(Dataset items)
+--
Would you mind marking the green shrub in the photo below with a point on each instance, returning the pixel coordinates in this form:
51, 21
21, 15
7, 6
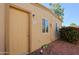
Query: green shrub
70, 34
+--
• INSTRUCTION
Format every line of the material above as a Markdown table with the columns Number and Record line, numbering the rows in order and skipping blank lines. Leave the picture out.

• TASK SOLUTION
| Number | Record line |
|---|---|
| 1 | Would you mind marking the green shrub in the photo below with a point on each instance, returning the pixel coordinates in this form: |
| 2 | 51, 21 |
| 3 | 21, 15 |
| 4 | 7, 6 |
| 5 | Query: green shrub |
| 6 | 70, 34 |